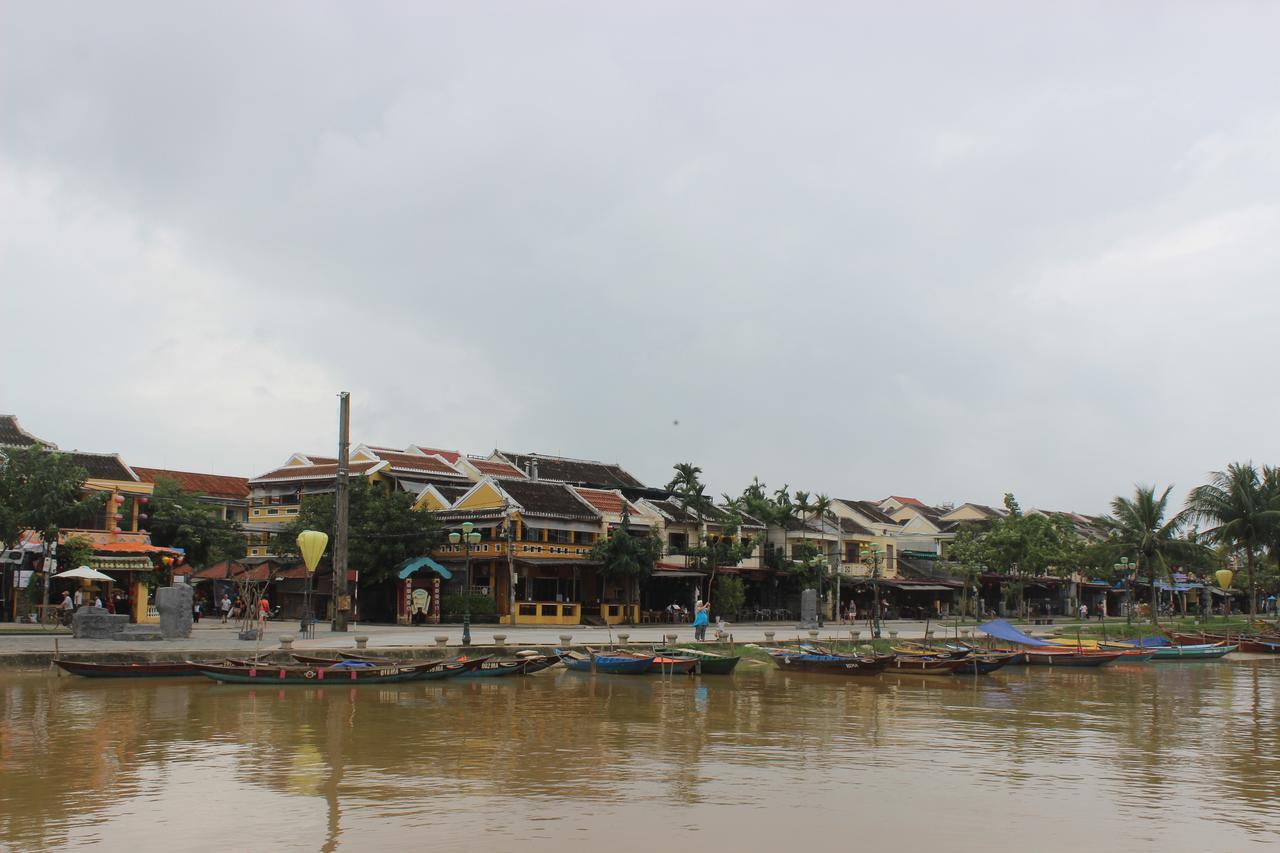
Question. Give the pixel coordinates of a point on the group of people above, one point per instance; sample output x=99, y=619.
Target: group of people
x=71, y=603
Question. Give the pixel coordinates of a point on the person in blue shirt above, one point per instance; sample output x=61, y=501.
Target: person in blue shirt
x=700, y=619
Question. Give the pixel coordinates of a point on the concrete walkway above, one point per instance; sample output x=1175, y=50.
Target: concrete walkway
x=211, y=638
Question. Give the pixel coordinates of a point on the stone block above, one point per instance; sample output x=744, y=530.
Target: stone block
x=95, y=623
x=174, y=607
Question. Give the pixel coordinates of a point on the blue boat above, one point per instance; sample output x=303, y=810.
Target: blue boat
x=606, y=664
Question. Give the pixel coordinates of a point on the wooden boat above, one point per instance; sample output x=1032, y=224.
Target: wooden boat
x=164, y=670
x=606, y=664
x=708, y=662
x=341, y=675
x=1194, y=652
x=540, y=662
x=981, y=664
x=1070, y=657
x=662, y=664
x=919, y=665
x=1246, y=642
x=828, y=664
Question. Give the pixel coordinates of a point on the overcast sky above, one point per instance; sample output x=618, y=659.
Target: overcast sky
x=941, y=250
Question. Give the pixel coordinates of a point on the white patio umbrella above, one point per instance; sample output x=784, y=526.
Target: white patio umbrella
x=85, y=573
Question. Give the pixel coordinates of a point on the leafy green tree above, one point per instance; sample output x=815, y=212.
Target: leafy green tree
x=181, y=520
x=624, y=555
x=1139, y=527
x=383, y=528
x=41, y=491
x=1242, y=512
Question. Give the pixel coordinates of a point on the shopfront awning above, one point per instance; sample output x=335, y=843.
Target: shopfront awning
x=416, y=564
x=917, y=587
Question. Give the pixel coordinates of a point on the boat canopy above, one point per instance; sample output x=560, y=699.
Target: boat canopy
x=1000, y=629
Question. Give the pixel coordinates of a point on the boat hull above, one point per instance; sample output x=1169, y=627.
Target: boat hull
x=168, y=670
x=708, y=664
x=275, y=674
x=830, y=664
x=1072, y=657
x=606, y=665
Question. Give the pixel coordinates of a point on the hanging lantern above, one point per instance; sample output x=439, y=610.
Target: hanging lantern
x=311, y=544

▶ **EXERCISE**: Would you return the records exactly, keeping out every picture?

▶ **OUTPUT FOR THIS EXERCISE**:
Question. Give the pixel coordinates of a point on the group of people above, one point per instance; sample output x=99, y=619.
Target: group of people
x=71, y=603
Question. Give the pixel coordinates of a point on the person in blue shirt above, one point per instance; sample output x=61, y=501.
Target: person in blue shirt
x=700, y=619
Question. Give the pixel coordinates of a point on the concrete walkway above, one point per instance; sample output x=1175, y=50.
Target: concrete walkway
x=211, y=638
Question. Give the pixel coordinates of a point on the stone block above, one point per instance; sample output x=744, y=530.
Target: stone block
x=95, y=623
x=174, y=607
Question. Give the pixel coordinates of a point on the blue boat above, one point per instance; sample output x=303, y=810.
Target: blue boat
x=606, y=664
Question. Give the pixel coordinates of a point on the wooden boat above, one point per instance; sample output x=1032, y=224.
Target: wooden boat
x=164, y=670
x=606, y=664
x=708, y=662
x=341, y=675
x=1194, y=652
x=540, y=662
x=981, y=664
x=1070, y=657
x=662, y=664
x=919, y=665
x=1246, y=642
x=828, y=664
Question. Give the pixel coordinates of a point on the overcast sky above, one point per instance; sample output x=618, y=659.
Target: overcast sky
x=941, y=250
Question. Give the pixel coordinates of a point on the white patio umbrella above, one point per instance; sample output x=784, y=526.
Target: white patio umbrella
x=85, y=573
Question. Give the pixel coordinates of a point on the leafy green tree above, one point per instance; sample output x=815, y=212.
Target: leafy green tree
x=181, y=520
x=624, y=555
x=1139, y=527
x=383, y=528
x=41, y=491
x=1242, y=512
Question. Give the pixel coordinates of a point on the shopfront awning above, one point per instance; sample output x=335, y=843.
Target: shopfront awning
x=416, y=564
x=917, y=587
Question. Give the pixel coordinates of a point on the boat canopy above, one point per instance; sample output x=560, y=699.
Target: boat canopy
x=1000, y=629
Question. Give the pixel coordinates of a point on the boat hull above, one point per instance; sample output x=1169, y=627.
Target: boat hull
x=168, y=670
x=708, y=664
x=275, y=674
x=830, y=664
x=1072, y=657
x=606, y=665
Question. Give the pixel coordinates of a point on the hanging lantern above, one point per instance; sample output x=439, y=610.
Target: hanging lantern
x=311, y=544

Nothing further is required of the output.